_Region pointing data_:

╭──

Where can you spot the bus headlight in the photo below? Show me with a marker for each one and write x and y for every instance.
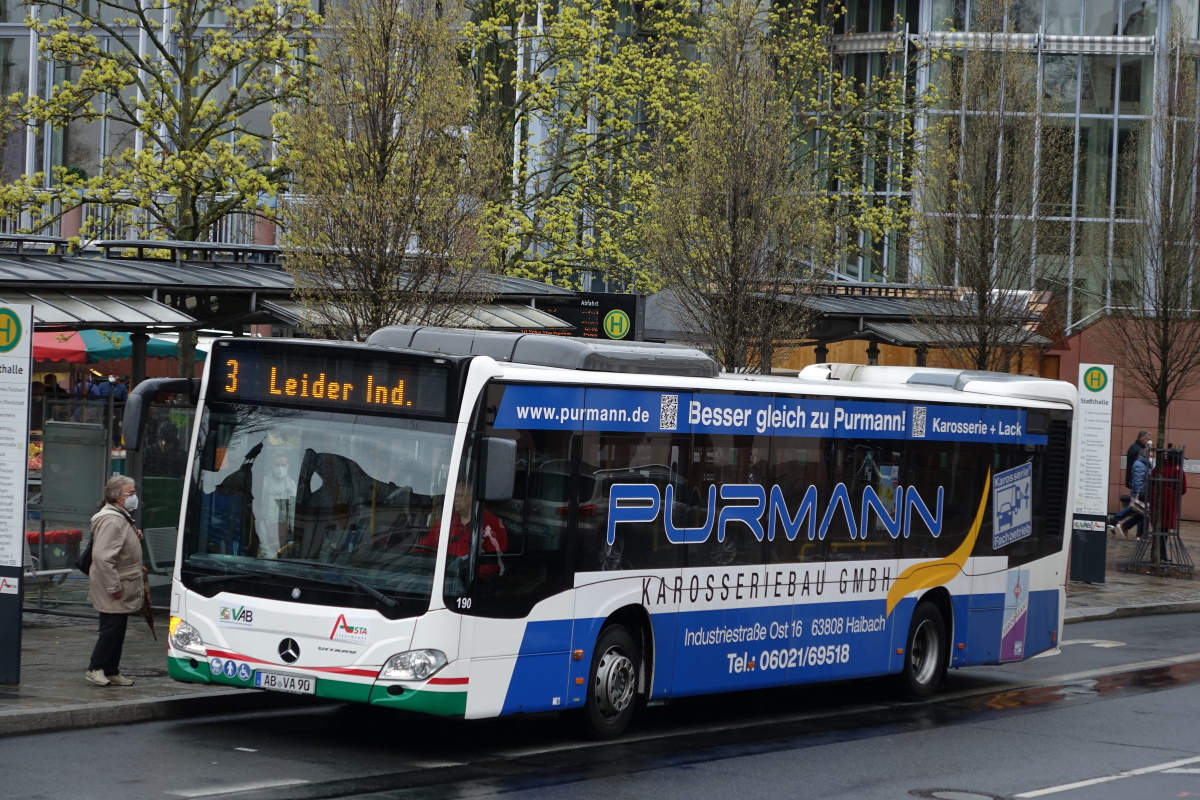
(414, 665)
(185, 637)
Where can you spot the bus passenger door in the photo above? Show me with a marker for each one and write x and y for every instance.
(630, 576)
(519, 617)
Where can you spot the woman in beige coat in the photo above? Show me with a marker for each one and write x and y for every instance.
(115, 578)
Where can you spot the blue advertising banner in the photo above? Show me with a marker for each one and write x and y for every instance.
(559, 408)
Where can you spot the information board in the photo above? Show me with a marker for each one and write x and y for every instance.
(16, 346)
(601, 314)
(1095, 439)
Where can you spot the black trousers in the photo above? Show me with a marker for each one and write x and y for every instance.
(107, 653)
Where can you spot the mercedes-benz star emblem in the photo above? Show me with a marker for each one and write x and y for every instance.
(289, 650)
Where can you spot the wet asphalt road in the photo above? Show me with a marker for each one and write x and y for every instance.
(1122, 696)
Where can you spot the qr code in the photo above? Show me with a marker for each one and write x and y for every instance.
(669, 413)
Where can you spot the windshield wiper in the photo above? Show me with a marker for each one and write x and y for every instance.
(341, 571)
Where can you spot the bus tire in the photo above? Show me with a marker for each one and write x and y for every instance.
(612, 684)
(925, 654)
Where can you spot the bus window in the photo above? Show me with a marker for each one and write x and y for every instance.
(631, 458)
(725, 461)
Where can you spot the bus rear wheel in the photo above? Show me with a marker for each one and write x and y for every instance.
(925, 654)
(612, 684)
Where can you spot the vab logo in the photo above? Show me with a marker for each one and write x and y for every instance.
(237, 615)
(346, 632)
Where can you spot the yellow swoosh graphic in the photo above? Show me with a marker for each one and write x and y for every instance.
(941, 571)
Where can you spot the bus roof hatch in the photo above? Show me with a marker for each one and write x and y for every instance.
(565, 353)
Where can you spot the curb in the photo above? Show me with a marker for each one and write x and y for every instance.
(1090, 613)
(94, 715)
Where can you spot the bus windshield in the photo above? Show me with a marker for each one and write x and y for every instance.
(316, 506)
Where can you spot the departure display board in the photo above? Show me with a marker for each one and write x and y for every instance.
(330, 378)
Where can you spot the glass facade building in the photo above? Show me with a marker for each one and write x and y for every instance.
(1098, 62)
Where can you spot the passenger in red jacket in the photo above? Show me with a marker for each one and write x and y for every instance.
(493, 537)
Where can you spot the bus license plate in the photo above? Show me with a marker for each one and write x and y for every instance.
(281, 681)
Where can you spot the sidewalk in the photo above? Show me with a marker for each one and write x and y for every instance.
(53, 695)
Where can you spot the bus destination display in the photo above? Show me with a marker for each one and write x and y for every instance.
(337, 382)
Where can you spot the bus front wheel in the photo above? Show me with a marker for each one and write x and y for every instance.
(925, 655)
(612, 684)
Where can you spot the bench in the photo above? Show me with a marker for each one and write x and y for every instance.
(35, 577)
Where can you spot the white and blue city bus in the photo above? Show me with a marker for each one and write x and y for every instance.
(667, 530)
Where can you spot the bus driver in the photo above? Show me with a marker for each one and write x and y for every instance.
(495, 537)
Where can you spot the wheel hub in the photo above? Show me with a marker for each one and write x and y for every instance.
(615, 683)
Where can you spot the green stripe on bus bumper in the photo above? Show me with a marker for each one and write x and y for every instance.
(420, 701)
(443, 704)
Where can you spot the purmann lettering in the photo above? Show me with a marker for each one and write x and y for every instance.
(749, 503)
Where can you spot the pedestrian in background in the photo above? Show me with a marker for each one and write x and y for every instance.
(1138, 480)
(1134, 451)
(114, 579)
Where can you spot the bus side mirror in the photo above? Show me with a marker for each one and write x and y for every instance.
(137, 405)
(499, 463)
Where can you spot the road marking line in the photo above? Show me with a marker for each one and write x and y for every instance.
(1080, 785)
(233, 789)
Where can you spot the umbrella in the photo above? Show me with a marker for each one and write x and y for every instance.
(147, 612)
(91, 347)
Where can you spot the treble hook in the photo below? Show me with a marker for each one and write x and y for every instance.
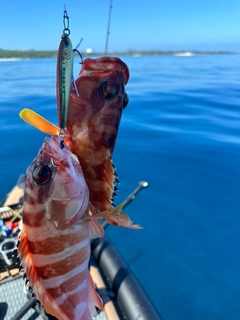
(76, 50)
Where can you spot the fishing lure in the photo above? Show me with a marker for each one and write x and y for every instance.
(64, 74)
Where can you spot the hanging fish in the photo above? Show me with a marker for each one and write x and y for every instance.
(92, 127)
(112, 216)
(54, 246)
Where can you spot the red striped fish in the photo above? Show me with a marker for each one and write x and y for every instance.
(92, 127)
(54, 246)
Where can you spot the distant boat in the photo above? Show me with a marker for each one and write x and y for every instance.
(184, 54)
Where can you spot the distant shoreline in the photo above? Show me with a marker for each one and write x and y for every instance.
(34, 54)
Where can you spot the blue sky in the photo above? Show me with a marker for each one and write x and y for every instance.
(135, 25)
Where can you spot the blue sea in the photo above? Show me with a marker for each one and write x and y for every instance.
(181, 134)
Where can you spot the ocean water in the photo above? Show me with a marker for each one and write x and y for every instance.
(181, 134)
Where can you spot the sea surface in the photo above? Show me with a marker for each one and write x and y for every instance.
(181, 133)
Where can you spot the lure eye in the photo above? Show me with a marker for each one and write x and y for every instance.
(125, 100)
(108, 90)
(42, 174)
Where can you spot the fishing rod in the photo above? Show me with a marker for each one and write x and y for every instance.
(108, 27)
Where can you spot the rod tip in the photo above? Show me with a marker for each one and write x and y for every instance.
(143, 184)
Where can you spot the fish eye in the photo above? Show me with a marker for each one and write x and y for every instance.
(125, 100)
(108, 90)
(42, 174)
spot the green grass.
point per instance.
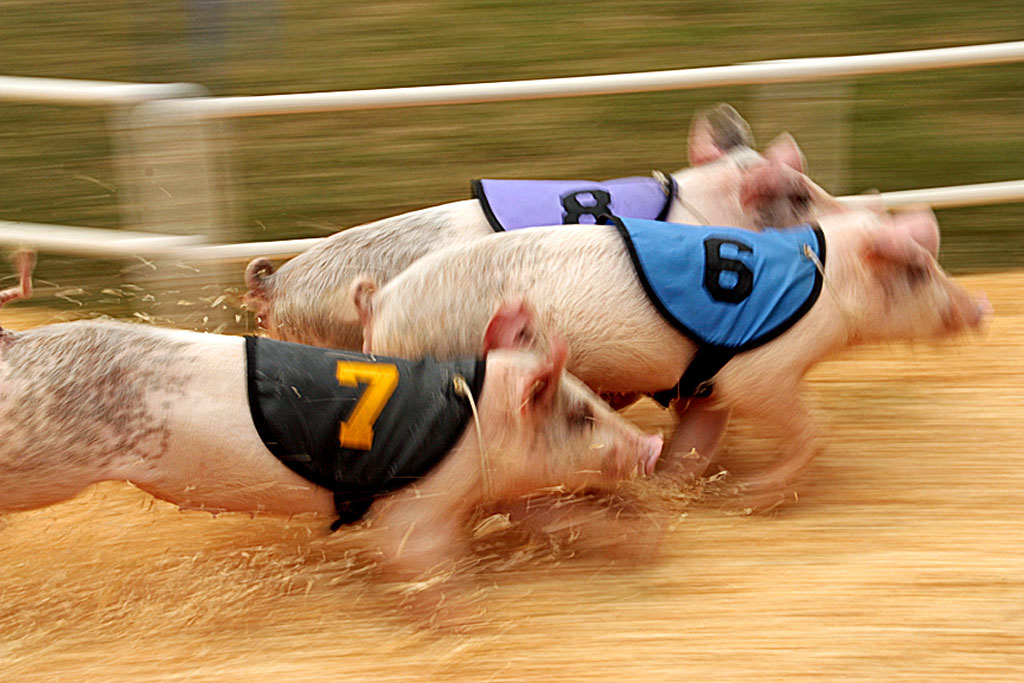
(309, 174)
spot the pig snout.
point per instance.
(650, 451)
(639, 457)
(967, 312)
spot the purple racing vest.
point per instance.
(510, 205)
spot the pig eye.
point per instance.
(581, 416)
(915, 274)
(801, 201)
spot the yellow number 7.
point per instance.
(381, 379)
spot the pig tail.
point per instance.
(813, 258)
(462, 388)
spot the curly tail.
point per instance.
(258, 297)
(25, 261)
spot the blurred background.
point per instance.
(312, 174)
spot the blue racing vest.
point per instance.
(510, 205)
(357, 425)
(729, 290)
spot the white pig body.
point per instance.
(729, 183)
(881, 283)
(169, 411)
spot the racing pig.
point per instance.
(729, 183)
(223, 423)
(712, 321)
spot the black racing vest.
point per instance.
(357, 425)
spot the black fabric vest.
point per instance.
(357, 425)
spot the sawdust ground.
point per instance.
(902, 560)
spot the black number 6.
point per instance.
(715, 264)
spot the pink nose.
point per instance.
(650, 447)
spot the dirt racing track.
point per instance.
(903, 559)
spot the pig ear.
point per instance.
(785, 151)
(541, 385)
(510, 327)
(899, 244)
(922, 225)
(714, 132)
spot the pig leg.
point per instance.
(694, 443)
(786, 418)
(24, 261)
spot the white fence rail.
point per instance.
(779, 71)
(182, 101)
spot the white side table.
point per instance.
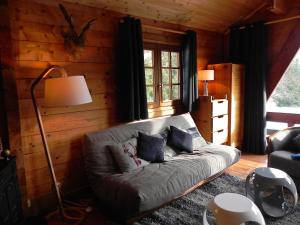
(233, 209)
(272, 190)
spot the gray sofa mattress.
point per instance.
(151, 186)
(146, 188)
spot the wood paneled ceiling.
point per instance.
(213, 15)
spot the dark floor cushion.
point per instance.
(150, 148)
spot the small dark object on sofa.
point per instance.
(296, 141)
(36, 220)
(150, 148)
(296, 156)
(181, 139)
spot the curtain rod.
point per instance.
(164, 29)
(272, 22)
(242, 27)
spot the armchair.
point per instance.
(280, 148)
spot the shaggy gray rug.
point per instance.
(188, 209)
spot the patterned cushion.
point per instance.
(150, 148)
(125, 154)
(180, 139)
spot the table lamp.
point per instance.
(61, 91)
(205, 76)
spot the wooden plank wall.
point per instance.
(11, 127)
(37, 43)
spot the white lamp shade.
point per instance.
(206, 75)
(66, 91)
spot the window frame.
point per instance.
(157, 74)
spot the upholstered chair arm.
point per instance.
(282, 140)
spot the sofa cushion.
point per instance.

╰──

_Exercise objective_: Transcribe all the entries precisely. Do not include any picture.

_Task response_:
Where can you spot the bus headlight in the photo below? Show me with a marker for each one and write x and y for every instance.
(414, 665)
(185, 637)
Where can you spot the bus passenger door in the photo above? Show me with a marker for each one and write x and y for every instance.
(630, 576)
(519, 617)
Where can you spot the woman in beige coat in the photo above? Show me with a marker for each one and write x and y for every instance.
(115, 578)
Where can you spot the blue advertising banner in the photo above? Show me with a marker for each one and write x and y for every instance.
(559, 408)
Where can you spot the information board in the photo above? Show me with a marker for each one and write x and y for every instance.
(16, 346)
(601, 314)
(1095, 439)
Where can you spot the black trousers in the photo above? Show me with a marker for each one and write x and y for every instance.
(107, 653)
Where can you spot the mercedes-benz star emblem in the photo above? Show me with a marker for each one and write x and y for every instance.
(289, 650)
Where can you spot the wet asphalt road in the photo above? Show me with a marker for each one and write x and y for every instance.
(1122, 696)
Where can you spot the qr code in the photo above? Show me with a marker for each one and write x and y for every instance.
(669, 413)
Where can you spot the windshield wiper in the photo above? Show me with a marker for each one and write x and y for every instance.
(341, 571)
Where can you spot the bus tire in the photo above? Show me with a marker for each one and write x and y for every instance.
(612, 684)
(925, 654)
Where can you spot the bus window in the photo above? Show me with a marker for each one and write x and y for every instance.
(631, 458)
(725, 461)
Where can you spot the bus rear wheel in the photo above? Show me with a marker for each one and write x and y for every instance.
(925, 654)
(612, 684)
Where can you spot the vab logo in the photo above? Show me with a marker for each one and write x and y for every instance.
(237, 615)
(346, 632)
Where can you spot the yellow swoosh graphic in the photo above? Show me with a marker for each one and write x and y for every instance.
(941, 571)
Where can you spot the bus roof hatch in the photo above? Show me with a marker for each one and write x and y for every instance.
(565, 353)
Where can you spot the curb in the photo above? Show me with a marker for each one and write x and y for every instance.
(1090, 613)
(94, 715)
Where can you spot the bus windshield in the photo above? Show me with a marker for each one and write x and y for every instance.
(316, 506)
Where can you spot the departure display board in the photo above? Show me with a marker for each one and write x and y for every instance.
(330, 378)
Where can you spot the glass facade building in the photo above? Show me with a marker for each one and write x and y for every instance.
(1098, 62)
Where can you spot the passenger in red jacket in the photo above? Show me with a marker for each one and write x and y for every instance.
(493, 537)
Where can you spot the bus license plate in the photo above? Show me with a marker for each one and write x and y for every instance.
(281, 681)
Where can you spot the sidewalk in the photo above? Show me with a marker for each one and write x and y for every instance.
(53, 695)
Where can you spot the bus destination display in the photo above? Show me with a marker for each one and write x and y for every instance.
(337, 382)
Where can you spot the bus front wheel in the photo above? Show me with a marker for each one and write x and y for every instance.
(925, 655)
(612, 684)
Where can you spot the bench in the photo above? Show me with a marker for each one and write x and y for every instance.
(35, 577)
Where can you spot the white and blue city bus in the photo above? Show me with a marker for each one and write x and y for every instance.
(667, 530)
Where can you spot the bus driver in the photo above? Show me with a marker for each one and write x and y for every instance.
(495, 537)
Where can you spot the wheel hub in the photo above? Show me with a marker for each one and write x and y for every instance.
(615, 683)
Where can you spot the green stripe on bus bumper in the photo above? Show me with a marker for each one and write x and y for every instance.
(420, 701)
(443, 704)
Where can you spot the purmann lettering in the photo above? Show me with a marker for each one and write x and y for every instance.
(749, 503)
Where can you spot the pedestrian in background in the photo above? Show me with a marker for each one and write x and y for every instance.
(1138, 480)
(1134, 451)
(114, 579)
Where can you spot the bus side mirror in the photo above? Show me with a marker for each one and write x and y for every instance.
(137, 405)
(499, 463)
Where can you spot the road marking line in the photo above? Show me with a marker for each one and write x and y for every instance.
(1080, 785)
(233, 789)
Where can you spot the umbrella in the photo above? Show me with a marker for each one and write x and y for every instance.
(147, 612)
(91, 347)
Where can you spot the treble hook in the photo below? Show me with a marker for each one and write x and y for every instance.
(76, 50)
Where can you spot the fishing lure in the photo above? Show me with a marker for each one and write x and y for every instance.
(64, 74)
Where can you spot the hanging fish in the photo above? Show me with a marker for each one and write x and y for every instance.
(92, 127)
(112, 216)
(54, 246)
Where can you spot the red striped fish in the photo above? Show me with a marker for each one and write x and y for every instance.
(92, 127)
(54, 246)
Where can you spot the distant boat in the photo above? Show me with a marker for each one and write x and y for every instance.
(184, 54)
Where can you spot the distant shoreline in the photo above? Show me with a marker for each one and write x and y for every instance.
(34, 54)
Where can you spot the blue sky in the photo above? Show me with a marker for each one and write x and y for every instance.
(135, 25)
Where can you spot the blue sea in the photo above? Show me with a marker for each one and write x and y for every instance.
(181, 134)
Where can you spot the ocean water in the photo above? Show me with a marker for each one and write x and y for every instance.
(181, 134)
Where can you spot the sea surface in the photo above? Show me with a marker for each one and write x and y for every instance.
(181, 133)
Where can you spot the lure eye in the photo above? Show me with a marker for each one and write x and y for every instance.
(125, 100)
(108, 90)
(42, 174)
Where can you spot the fishing rod in the photo above? Show me with a marker for each one and write x and y for every instance.
(108, 27)
Where can you spot the rod tip in the photo above? Show me with a marker for each one and write x and y for every instance.
(143, 184)
Where can you spot the fish eye in the photo above? Show me with a marker for each one and write x and y for every instance.
(125, 100)
(108, 90)
(42, 174)
spot the green grass.
point per instance.
(309, 174)
spot the pig snout.
point per instance.
(650, 451)
(639, 457)
(967, 312)
spot the purple racing vest.
point per instance.
(510, 205)
spot the pig eye.
point per instance.
(581, 416)
(915, 274)
(801, 201)
spot the yellow number 7.
point per instance.
(381, 379)
spot the pig tail.
point per instance.
(813, 258)
(462, 388)
spot the curly tail.
point per instance.
(258, 297)
(25, 261)
spot the blurred background.
point per instance.
(312, 174)
spot the blue racing vest.
point per instance.
(510, 205)
(357, 425)
(729, 290)
spot the white pig body.
point per instance.
(729, 183)
(881, 283)
(169, 411)
spot the racing pig.
point per instance.
(729, 183)
(223, 423)
(712, 321)
spot the black racing vest.
point per instance.
(357, 425)
spot the black fabric vest.
point per instance.
(357, 425)
spot the sawdust ground.
point per instance.
(902, 560)
spot the black number 6.
point per instance.
(715, 264)
spot the pink nose.
point per instance.
(650, 447)
spot the dirt racing track.
point per instance.
(903, 559)
spot the pig ear.
point per instance.
(785, 151)
(541, 385)
(510, 327)
(899, 244)
(922, 225)
(714, 132)
spot the pig leg.
point per instance.
(694, 443)
(786, 418)
(24, 261)
spot the white fence rail.
point per instance.
(779, 71)
(182, 101)
spot the white side table.
point per instance.
(233, 209)
(272, 190)
spot the gray sofa mattress.
point per instance.
(151, 186)
(146, 188)
spot the wood paneled ceiling.
point per instance.
(213, 15)
spot the dark floor cushion.
point per instance.
(150, 148)
spot the small dark object on sofa.
point per instance.
(296, 141)
(36, 220)
(150, 148)
(296, 156)
(181, 139)
spot the curtain rod.
point per instance.
(164, 29)
(272, 22)
(242, 27)
spot the armchair.
point per instance.
(280, 148)
spot the shaggy gray rug.
point per instance.
(188, 209)
spot the patterned cushion.
point per instance.
(150, 148)
(125, 154)
(180, 139)
spot the table lamp.
point per instance.
(61, 91)
(205, 76)
spot the wooden plank wall.
point per instance.
(11, 127)
(37, 43)
spot the white lamp shade.
point per instance.
(206, 75)
(66, 91)
spot the window frame.
point per instance.
(157, 74)
spot the upholstered chair arm.
point per instance.
(282, 140)
spot the sofa cushion.
point per instance.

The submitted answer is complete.